**Working data**
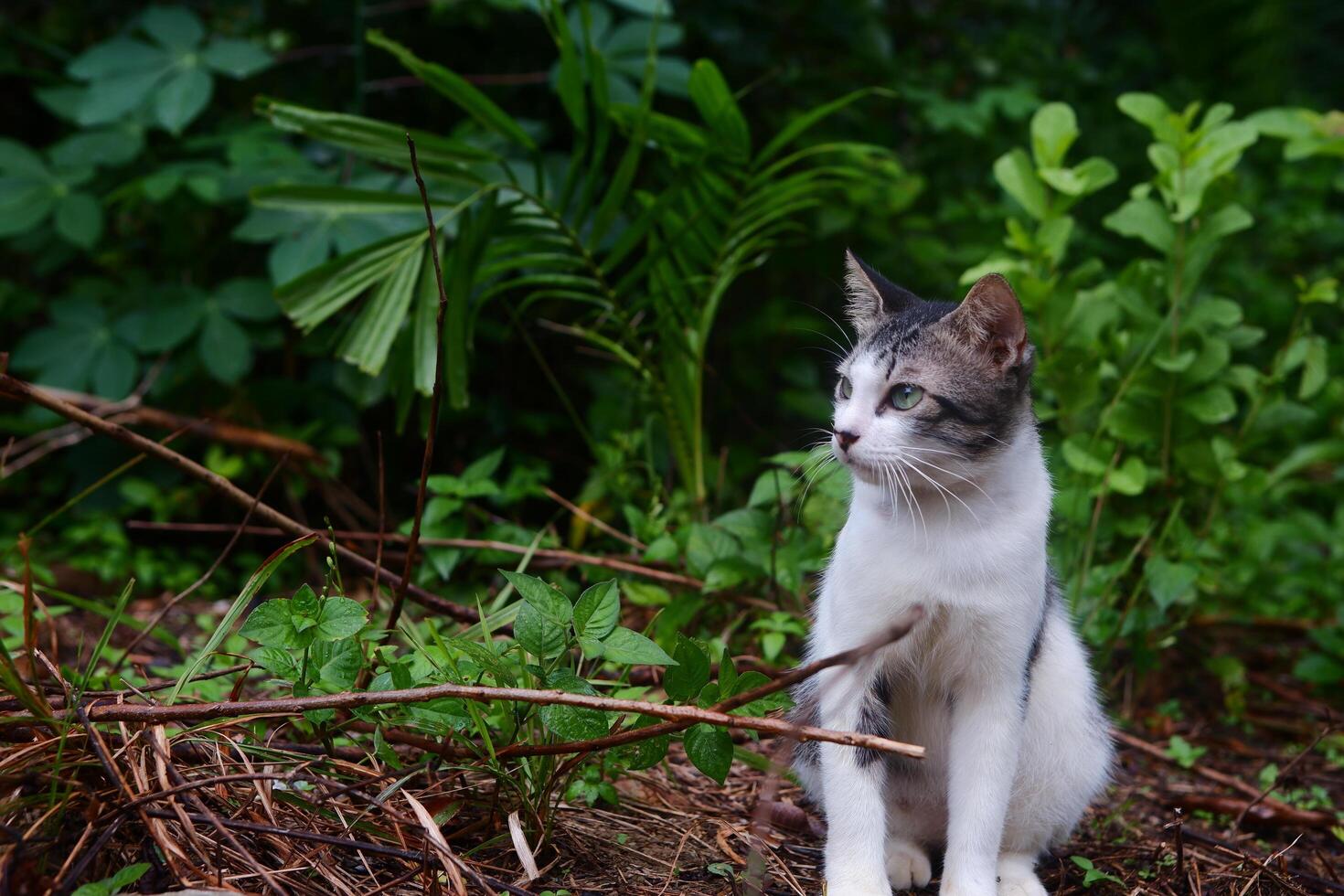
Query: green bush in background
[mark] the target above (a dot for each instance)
(641, 255)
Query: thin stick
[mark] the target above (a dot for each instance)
(479, 693)
(242, 498)
(472, 544)
(436, 400)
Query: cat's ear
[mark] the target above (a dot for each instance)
(872, 297)
(989, 317)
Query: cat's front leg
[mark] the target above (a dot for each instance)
(852, 784)
(987, 723)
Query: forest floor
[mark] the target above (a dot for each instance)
(1186, 772)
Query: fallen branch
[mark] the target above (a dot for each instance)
(219, 484)
(480, 693)
(471, 544)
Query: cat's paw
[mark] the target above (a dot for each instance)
(907, 864)
(1018, 878)
(849, 883)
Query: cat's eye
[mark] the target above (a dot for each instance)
(905, 395)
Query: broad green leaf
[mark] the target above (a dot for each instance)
(453, 86)
(572, 723)
(335, 200)
(1017, 175)
(684, 681)
(720, 109)
(235, 58)
(1129, 477)
(174, 27)
(634, 649)
(1315, 367)
(1054, 129)
(552, 604)
(709, 750)
(113, 371)
(369, 337)
(340, 618)
(1146, 219)
(269, 624)
(1212, 404)
(538, 635)
(1169, 581)
(225, 348)
(598, 610)
(80, 219)
(182, 98)
(112, 97)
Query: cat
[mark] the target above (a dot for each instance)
(951, 506)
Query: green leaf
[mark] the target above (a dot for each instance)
(453, 86)
(271, 626)
(1129, 477)
(598, 610)
(235, 58)
(709, 750)
(340, 618)
(1054, 129)
(182, 98)
(1017, 175)
(634, 647)
(109, 885)
(113, 371)
(684, 681)
(225, 348)
(720, 111)
(1146, 219)
(538, 635)
(1315, 367)
(572, 723)
(175, 27)
(335, 200)
(552, 604)
(112, 97)
(80, 219)
(1214, 404)
(1169, 581)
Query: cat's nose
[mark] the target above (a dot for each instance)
(846, 438)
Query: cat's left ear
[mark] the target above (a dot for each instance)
(991, 318)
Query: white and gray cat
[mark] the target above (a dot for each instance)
(951, 507)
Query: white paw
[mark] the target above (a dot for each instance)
(847, 884)
(1019, 883)
(907, 865)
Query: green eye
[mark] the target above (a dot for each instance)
(905, 397)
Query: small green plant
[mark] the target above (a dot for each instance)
(1092, 873)
(114, 884)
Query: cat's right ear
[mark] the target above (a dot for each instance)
(872, 297)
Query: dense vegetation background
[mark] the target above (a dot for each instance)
(208, 212)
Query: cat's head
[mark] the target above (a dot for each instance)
(930, 389)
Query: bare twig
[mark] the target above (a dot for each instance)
(471, 544)
(1280, 776)
(436, 400)
(480, 693)
(43, 398)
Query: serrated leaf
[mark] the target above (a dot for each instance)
(691, 672)
(634, 649)
(340, 618)
(598, 610)
(182, 98)
(709, 750)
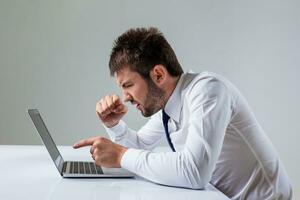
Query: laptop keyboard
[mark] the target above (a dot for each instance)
(83, 168)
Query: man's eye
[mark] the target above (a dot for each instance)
(127, 86)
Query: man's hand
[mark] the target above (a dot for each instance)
(104, 152)
(110, 110)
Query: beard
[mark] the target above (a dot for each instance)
(155, 99)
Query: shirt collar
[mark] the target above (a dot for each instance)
(174, 104)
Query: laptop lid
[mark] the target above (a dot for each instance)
(46, 138)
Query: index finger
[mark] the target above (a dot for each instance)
(84, 142)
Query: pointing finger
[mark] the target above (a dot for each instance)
(85, 142)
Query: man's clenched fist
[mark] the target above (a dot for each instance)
(110, 110)
(104, 152)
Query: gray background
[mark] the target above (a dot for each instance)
(54, 56)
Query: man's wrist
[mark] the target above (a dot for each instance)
(111, 125)
(122, 152)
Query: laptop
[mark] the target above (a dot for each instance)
(73, 169)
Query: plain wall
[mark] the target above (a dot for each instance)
(54, 56)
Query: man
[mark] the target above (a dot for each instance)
(212, 133)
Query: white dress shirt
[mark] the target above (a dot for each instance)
(217, 140)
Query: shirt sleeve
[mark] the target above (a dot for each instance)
(146, 138)
(210, 111)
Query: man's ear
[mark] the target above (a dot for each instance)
(158, 74)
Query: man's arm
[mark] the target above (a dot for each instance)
(146, 138)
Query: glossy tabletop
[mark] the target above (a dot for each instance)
(27, 172)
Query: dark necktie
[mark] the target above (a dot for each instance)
(166, 118)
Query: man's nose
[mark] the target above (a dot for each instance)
(126, 97)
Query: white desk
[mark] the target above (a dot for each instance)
(27, 172)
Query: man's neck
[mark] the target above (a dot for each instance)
(170, 87)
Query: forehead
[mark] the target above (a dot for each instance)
(125, 75)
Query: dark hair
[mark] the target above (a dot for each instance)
(141, 49)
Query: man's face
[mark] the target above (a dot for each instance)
(147, 97)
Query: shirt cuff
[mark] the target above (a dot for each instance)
(129, 159)
(117, 131)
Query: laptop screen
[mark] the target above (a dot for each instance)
(46, 137)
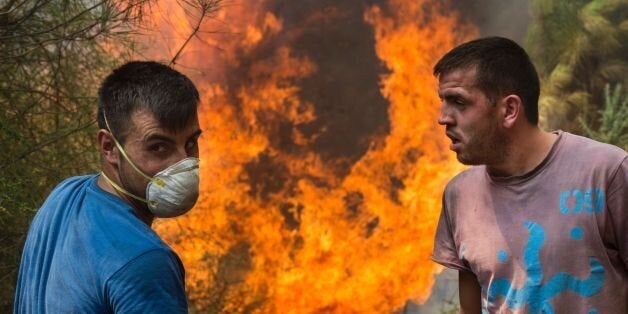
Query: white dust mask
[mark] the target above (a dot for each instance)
(171, 192)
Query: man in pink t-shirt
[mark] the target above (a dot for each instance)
(538, 224)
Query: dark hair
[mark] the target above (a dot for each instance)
(503, 68)
(146, 86)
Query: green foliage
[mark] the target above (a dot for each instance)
(613, 120)
(53, 56)
(578, 47)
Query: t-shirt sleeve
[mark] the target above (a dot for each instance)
(151, 283)
(445, 248)
(617, 204)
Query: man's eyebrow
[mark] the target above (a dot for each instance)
(197, 133)
(157, 136)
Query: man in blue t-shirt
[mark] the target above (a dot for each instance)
(90, 248)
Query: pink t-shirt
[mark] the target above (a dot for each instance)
(551, 241)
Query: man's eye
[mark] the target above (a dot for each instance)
(158, 148)
(191, 144)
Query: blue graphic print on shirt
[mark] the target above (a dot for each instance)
(537, 295)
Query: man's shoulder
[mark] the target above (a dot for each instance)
(71, 184)
(471, 175)
(577, 144)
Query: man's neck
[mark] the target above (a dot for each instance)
(141, 213)
(527, 150)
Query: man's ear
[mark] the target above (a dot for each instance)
(107, 147)
(511, 110)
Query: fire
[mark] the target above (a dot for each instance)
(285, 224)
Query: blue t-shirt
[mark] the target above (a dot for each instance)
(87, 252)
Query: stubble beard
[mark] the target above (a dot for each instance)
(486, 147)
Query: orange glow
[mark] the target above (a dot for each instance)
(282, 230)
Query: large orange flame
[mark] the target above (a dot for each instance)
(287, 230)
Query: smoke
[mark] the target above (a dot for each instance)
(506, 18)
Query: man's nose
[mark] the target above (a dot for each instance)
(445, 118)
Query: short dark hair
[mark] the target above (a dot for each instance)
(147, 86)
(503, 68)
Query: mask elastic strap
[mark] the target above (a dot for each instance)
(121, 190)
(122, 150)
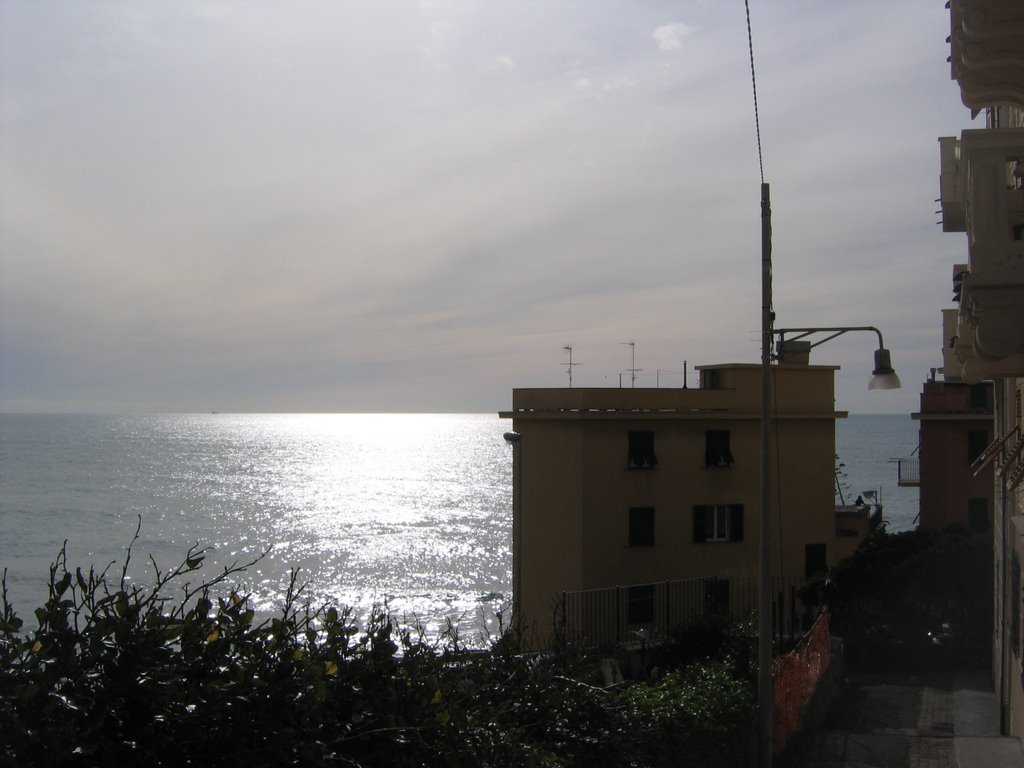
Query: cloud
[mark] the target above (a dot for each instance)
(670, 36)
(504, 64)
(197, 223)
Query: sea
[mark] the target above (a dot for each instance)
(408, 511)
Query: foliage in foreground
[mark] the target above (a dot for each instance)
(918, 591)
(123, 675)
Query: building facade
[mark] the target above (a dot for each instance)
(955, 428)
(982, 196)
(635, 486)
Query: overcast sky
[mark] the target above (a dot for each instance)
(415, 205)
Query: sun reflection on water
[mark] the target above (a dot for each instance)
(412, 510)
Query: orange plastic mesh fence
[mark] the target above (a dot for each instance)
(797, 677)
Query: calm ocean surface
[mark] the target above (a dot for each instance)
(414, 510)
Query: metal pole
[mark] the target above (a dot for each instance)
(766, 697)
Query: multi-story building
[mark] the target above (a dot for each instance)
(635, 486)
(955, 428)
(982, 195)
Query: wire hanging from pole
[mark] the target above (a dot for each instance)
(754, 85)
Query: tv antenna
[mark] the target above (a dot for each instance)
(633, 361)
(568, 367)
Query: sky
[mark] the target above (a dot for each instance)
(414, 206)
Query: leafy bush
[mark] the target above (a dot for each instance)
(121, 675)
(916, 590)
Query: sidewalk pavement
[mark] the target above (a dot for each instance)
(936, 720)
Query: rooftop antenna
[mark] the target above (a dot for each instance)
(633, 361)
(568, 368)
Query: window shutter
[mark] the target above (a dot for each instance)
(735, 522)
(699, 529)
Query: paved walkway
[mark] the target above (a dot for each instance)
(944, 720)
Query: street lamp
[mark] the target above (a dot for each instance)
(883, 377)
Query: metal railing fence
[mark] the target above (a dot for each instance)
(628, 613)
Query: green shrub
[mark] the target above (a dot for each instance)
(173, 674)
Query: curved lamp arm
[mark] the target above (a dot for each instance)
(883, 377)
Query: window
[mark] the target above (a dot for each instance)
(641, 604)
(717, 596)
(717, 453)
(641, 526)
(814, 559)
(718, 522)
(641, 453)
(979, 395)
(977, 514)
(977, 441)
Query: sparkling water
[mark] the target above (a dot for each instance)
(409, 510)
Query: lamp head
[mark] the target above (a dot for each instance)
(884, 377)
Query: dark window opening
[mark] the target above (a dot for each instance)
(977, 441)
(641, 604)
(641, 526)
(717, 596)
(979, 395)
(977, 515)
(718, 522)
(814, 559)
(717, 452)
(641, 452)
(1015, 604)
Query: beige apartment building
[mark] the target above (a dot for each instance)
(634, 486)
(982, 196)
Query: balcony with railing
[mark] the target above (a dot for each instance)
(908, 471)
(982, 194)
(617, 615)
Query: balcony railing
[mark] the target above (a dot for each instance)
(908, 471)
(615, 615)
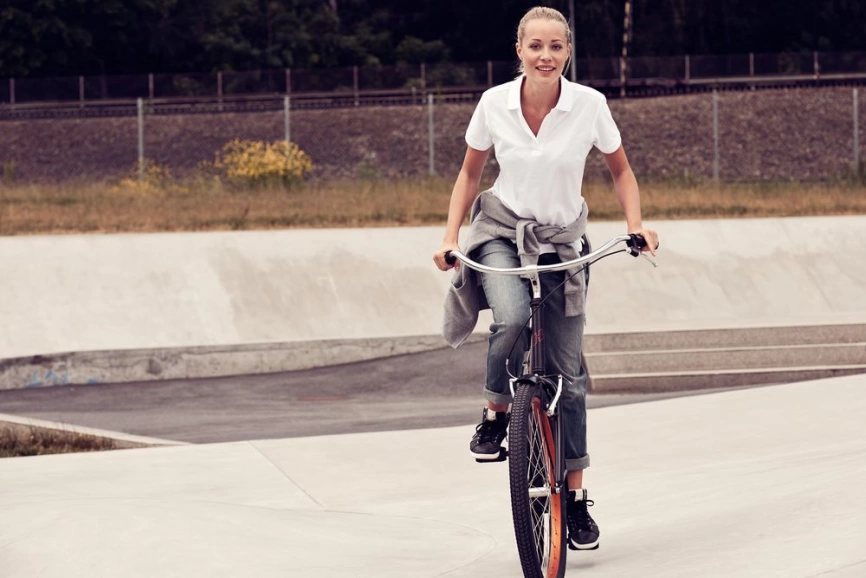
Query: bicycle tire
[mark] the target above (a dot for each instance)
(538, 513)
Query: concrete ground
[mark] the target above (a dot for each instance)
(758, 482)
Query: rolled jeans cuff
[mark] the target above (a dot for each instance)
(577, 463)
(497, 398)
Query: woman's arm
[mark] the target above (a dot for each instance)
(628, 194)
(464, 192)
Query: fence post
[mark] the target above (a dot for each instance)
(430, 133)
(140, 103)
(287, 106)
(856, 132)
(715, 134)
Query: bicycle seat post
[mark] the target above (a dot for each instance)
(536, 355)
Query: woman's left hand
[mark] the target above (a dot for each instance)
(651, 237)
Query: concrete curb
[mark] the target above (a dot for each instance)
(91, 367)
(122, 440)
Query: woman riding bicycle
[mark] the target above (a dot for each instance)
(541, 127)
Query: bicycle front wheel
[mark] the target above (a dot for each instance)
(538, 512)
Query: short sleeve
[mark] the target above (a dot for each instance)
(477, 134)
(606, 137)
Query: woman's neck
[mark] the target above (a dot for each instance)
(539, 96)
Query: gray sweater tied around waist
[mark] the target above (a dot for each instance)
(490, 219)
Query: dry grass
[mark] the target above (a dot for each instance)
(34, 441)
(104, 207)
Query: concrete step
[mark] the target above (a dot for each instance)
(655, 361)
(686, 381)
(724, 338)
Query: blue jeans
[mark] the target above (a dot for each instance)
(508, 297)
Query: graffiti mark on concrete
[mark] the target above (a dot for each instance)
(51, 379)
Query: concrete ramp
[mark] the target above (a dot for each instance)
(177, 293)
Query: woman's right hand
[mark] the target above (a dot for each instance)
(439, 256)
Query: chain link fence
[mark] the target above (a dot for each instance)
(644, 75)
(799, 134)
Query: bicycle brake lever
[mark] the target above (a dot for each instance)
(650, 259)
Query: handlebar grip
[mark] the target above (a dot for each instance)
(635, 244)
(637, 241)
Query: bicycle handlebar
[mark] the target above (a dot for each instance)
(633, 241)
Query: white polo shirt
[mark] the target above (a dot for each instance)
(540, 176)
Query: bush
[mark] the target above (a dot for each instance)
(261, 163)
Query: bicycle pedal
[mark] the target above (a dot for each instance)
(503, 455)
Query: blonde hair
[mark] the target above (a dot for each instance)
(542, 13)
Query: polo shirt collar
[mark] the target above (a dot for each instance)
(564, 103)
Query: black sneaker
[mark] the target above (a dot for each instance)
(582, 530)
(486, 444)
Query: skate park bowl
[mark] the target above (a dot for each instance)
(735, 481)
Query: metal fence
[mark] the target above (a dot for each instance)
(645, 76)
(802, 133)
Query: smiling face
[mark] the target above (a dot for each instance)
(544, 49)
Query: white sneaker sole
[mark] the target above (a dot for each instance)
(591, 546)
(487, 457)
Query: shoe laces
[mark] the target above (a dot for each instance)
(578, 515)
(487, 431)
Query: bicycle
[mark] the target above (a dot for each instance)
(536, 469)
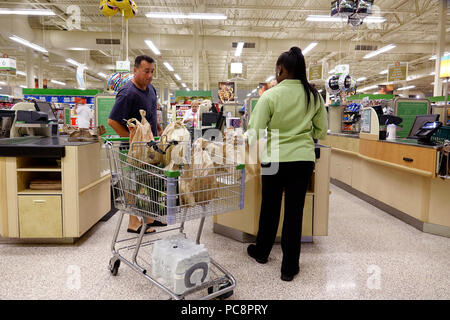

**Instructions for the task**
Please go through the material and return each line where the word "sneaker" appears.

**The answer**
Query: black sneaker
Query: white sneaker sole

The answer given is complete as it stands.